Data excerpts:
◇ ◇ ◇ ◇

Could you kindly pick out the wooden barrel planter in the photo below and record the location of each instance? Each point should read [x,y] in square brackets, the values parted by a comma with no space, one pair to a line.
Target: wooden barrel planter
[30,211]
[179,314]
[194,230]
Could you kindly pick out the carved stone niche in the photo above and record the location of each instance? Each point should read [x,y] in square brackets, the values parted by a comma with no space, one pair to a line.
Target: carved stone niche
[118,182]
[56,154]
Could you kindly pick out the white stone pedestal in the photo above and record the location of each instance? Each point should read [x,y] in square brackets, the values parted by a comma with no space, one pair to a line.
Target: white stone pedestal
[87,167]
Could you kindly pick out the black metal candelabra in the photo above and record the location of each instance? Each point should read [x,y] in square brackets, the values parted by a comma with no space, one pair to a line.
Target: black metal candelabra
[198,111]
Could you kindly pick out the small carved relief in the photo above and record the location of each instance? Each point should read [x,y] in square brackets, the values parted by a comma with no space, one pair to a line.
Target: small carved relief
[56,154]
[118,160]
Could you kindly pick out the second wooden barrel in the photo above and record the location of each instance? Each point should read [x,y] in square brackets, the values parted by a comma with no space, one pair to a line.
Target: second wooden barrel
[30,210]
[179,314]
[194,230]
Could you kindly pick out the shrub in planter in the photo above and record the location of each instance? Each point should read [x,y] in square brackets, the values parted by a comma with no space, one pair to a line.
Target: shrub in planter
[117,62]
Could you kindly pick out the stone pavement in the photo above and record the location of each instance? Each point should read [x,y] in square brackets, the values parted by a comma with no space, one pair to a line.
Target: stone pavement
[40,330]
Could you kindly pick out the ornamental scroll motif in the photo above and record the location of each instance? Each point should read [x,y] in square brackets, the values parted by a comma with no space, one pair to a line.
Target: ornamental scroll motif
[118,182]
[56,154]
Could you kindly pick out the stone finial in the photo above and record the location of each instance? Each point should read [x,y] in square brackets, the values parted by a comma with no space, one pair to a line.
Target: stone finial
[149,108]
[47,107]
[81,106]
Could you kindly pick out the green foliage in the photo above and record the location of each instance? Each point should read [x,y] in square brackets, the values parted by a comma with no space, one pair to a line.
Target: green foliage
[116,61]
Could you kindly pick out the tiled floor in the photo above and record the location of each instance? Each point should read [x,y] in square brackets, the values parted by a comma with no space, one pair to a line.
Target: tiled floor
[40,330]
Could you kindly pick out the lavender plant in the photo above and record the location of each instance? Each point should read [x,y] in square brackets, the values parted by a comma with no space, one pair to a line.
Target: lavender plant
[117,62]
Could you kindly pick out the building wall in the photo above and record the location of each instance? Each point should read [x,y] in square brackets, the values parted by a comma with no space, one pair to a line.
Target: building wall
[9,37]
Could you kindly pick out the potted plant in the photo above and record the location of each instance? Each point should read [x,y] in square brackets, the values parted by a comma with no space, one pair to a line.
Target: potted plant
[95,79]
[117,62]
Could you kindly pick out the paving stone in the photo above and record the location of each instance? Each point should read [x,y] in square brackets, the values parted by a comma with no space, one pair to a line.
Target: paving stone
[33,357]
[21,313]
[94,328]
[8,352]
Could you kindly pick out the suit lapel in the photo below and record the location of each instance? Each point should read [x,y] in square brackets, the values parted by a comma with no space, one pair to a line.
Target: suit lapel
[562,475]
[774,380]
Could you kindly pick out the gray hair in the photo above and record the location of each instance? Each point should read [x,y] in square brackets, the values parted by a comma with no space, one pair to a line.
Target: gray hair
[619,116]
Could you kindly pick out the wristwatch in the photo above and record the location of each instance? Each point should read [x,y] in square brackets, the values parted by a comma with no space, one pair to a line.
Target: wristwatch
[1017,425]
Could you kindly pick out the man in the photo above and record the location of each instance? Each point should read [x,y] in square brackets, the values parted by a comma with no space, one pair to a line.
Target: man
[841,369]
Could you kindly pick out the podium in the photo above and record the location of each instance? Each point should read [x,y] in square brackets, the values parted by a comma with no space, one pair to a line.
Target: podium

◇ ◇ ◇ ◇

Task goal:
Repeat the material above in full, exactly as it stands.

Answer space:
Could you kindly pick out the wooden barrel planter in the photo below and record the location of each instance? Each point should read [x,y] in square brackets, the values parted by a comma with no space, one pair to a line.
Target: wooden barrel planter
[30,211]
[179,314]
[194,230]
Could you kindly pick out the carved stone niche in the photo above and record the location of each instance? Each point should read [x,y] in square brackets, the values parted by a comma with no space, one pair to a line.
Target: carved stone niche
[118,182]
[56,154]
Could you kindly pick out the white stone pedestal in the photo above and record the location of each instance? Each point should read [x,y] in square brackets, the values parted by a comma with no space, one pair to a line.
Target: white stone pedestal
[87,167]
Could you kindly pick out the black metal candelabra in the photo above and record the location of each instance? Each point should read [x,y] in square brackets, the values parted by a comma with no space, one pair to a line.
Target: black metal candelabra
[198,111]
Could you kindly pick out the small carved relief in the photo above and record the location of each instance? Each point should read [x,y] in square brackets, the values parted by a comma with no space, one pair to a line.
Target: small carved relief
[56,154]
[118,160]
Could you kindly pick out the second wooden barrel in the photo above and record the location of each instance? Each point should read [x,y] in square brackets, the values parted by a comma with no space, one pair to a line.
Target: second wooden barrel
[30,210]
[179,314]
[194,230]
Could you kindly pick out the shrub in planter in the photo above and record the location of each instance? Each point should read [x,y] in square brackets, the values parted by a comma with no space, one pair to a line.
Target: shrub in planter
[117,62]
Could you kindly pick out the stone pavement in the photo above and record the location of each instance? Each point should read [x,y] in square brackets, the values parted by a comma with no space, one pair to a line.
Target: stone pavement
[40,330]
Could you kindly pick out the ornamental scroll motif in the photo above and record the location of each instance? Each point should read [x,y] in square brackets, the values parted by a comma with no space, one pair to a line.
Target: ornamental scroll motif
[118,182]
[56,154]
Could you kindly pick out the stone finial in the photo above and record the location of each instance? Each point should read [x,y] in square brackets, the values parted by a comma with no space, one pair to a line.
Target: stone finial
[149,108]
[47,107]
[81,106]
Could you kindly pick out the green foliage in the photo above and record the location of each instance? Each point should read [x,y] in square brackets, the values parted by a comma with no space, one pair to a line.
Target: green foliage
[116,61]
Could you kindly pick out the tiled floor in the photo above and record the location of each instance? Each point should read [x,y] in square brackets, the values parted by a comma with no space, one pair to a line.
Target: tiled floor
[40,330]
Could you kindly pick out the lavender plant in the photo above and record the location of each instance? Each point should read [x,y] in square brackets, the values parted by a comma with no space, one pair to a line.
Target: lavender plant
[117,62]
Could you kindly pick out the building wall in the photo above and record the location of each instance? Each point should read [x,y] in square brackets, the values parted by a comma with no space, one pair to a line.
Target: building wall
[9,37]
Could you kindly pick out the potted plant in the photo above and record the location of each instance? Each point should read [x,y] in square brackets, the values parted by a comma with no space, one pair to a line.
Target: potted plant
[95,79]
[117,62]
Could you kindly pick out the paving stone in the photo above and record the location of each instance? Each point should read [x,y] in square brackets, the values parted by a comma with no space, one pair to a line.
Target: paving stone
[33,357]
[21,313]
[94,328]
[8,352]
Could you kindly pick out the suit lapel in the photo below and record the location of each instance? Each point should read [x,y] in square brackets, the values parted by a comma with no space, one pair to a line.
Target: suit lapel
[562,475]
[774,380]
Could you kindly pick out the gray hair in the photo above and record the location of each instance? Each point should read [x,y] in square brackets, the values parted by a comma with no space, one pair to a line.
Target: gray hair
[619,116]
Could you kindly pick out the wristwatch in the photo above and record the location of each instance? Each point should read [x,y] in square brackets, the values parted by a comma with no space, one pair to a line.
Target: wristwatch
[1017,425]
Could you kindly pick out the man in the photo above and record the location of each instance? Each point should read [x,y] in square brackets, the values parted by a comma with no space, one pair to a line.
Target: man
[841,369]
Could you kindly pick out the podium in the photo above and record the location of each instance? Each point should read [x,y] in square brackets, the values parted by a comma with no space, one pair to a line.
Target: podium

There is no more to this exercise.